• _Data_:

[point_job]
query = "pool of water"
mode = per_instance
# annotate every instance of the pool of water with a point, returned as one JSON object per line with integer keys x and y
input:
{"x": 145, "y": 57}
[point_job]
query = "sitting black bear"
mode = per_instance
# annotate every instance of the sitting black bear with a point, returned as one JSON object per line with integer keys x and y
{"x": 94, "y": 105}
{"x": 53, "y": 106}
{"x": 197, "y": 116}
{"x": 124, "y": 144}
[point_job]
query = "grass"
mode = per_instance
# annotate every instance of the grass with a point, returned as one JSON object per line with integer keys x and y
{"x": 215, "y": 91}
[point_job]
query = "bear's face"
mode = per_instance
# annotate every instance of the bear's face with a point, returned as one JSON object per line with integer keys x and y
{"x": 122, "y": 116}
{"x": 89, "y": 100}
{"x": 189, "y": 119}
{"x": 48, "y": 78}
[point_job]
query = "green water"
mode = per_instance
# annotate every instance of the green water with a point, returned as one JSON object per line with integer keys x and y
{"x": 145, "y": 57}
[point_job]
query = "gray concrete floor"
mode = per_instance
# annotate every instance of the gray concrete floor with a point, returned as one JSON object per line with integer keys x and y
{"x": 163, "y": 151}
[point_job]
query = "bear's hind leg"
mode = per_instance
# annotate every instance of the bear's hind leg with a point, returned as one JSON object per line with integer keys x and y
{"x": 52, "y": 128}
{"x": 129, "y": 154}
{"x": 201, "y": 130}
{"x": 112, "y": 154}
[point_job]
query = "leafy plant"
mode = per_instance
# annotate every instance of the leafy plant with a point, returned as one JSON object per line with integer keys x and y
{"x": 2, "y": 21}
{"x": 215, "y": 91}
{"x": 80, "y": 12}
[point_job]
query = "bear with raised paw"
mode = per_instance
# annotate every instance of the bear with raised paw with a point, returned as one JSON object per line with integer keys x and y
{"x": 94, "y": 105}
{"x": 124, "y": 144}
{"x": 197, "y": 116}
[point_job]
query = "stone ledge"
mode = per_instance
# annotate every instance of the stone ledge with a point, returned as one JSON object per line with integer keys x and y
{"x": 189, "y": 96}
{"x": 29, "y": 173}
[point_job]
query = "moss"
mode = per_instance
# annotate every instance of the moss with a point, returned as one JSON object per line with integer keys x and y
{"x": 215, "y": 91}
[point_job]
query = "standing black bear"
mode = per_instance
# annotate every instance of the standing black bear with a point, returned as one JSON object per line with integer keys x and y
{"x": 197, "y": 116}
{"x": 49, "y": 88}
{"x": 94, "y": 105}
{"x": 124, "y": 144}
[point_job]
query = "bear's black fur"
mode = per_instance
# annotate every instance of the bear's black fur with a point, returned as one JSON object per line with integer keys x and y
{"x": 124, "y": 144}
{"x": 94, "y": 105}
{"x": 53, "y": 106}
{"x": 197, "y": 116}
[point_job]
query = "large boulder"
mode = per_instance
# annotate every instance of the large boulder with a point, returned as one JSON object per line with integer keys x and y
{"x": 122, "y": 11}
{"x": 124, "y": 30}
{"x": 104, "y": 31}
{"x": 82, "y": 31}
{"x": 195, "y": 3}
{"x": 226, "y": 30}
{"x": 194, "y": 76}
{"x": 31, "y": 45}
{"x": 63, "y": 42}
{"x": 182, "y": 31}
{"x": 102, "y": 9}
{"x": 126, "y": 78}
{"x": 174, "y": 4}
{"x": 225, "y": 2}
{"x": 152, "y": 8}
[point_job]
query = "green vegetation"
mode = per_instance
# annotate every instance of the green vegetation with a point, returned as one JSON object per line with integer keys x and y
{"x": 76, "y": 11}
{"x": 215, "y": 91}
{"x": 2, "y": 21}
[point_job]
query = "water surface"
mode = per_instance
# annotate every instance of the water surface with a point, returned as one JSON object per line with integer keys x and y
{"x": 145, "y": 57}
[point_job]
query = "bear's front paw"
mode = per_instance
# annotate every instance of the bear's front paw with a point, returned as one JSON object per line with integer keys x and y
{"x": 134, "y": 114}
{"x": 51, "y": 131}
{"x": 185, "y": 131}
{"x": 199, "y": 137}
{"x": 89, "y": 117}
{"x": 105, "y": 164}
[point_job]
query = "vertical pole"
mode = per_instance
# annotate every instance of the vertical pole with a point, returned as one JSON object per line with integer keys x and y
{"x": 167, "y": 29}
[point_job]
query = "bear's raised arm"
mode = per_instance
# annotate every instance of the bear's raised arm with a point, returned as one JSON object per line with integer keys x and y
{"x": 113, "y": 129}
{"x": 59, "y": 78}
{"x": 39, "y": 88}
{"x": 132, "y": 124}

• _Your task_:
Which lines in the items above contain the word "sitting", with case counted? Select and copy each of them.

• _Task answer_:
query = "sitting black bear"
# annotate every instance of the sitting black bear with a point, returned as one JSON object per line with integer keys x and y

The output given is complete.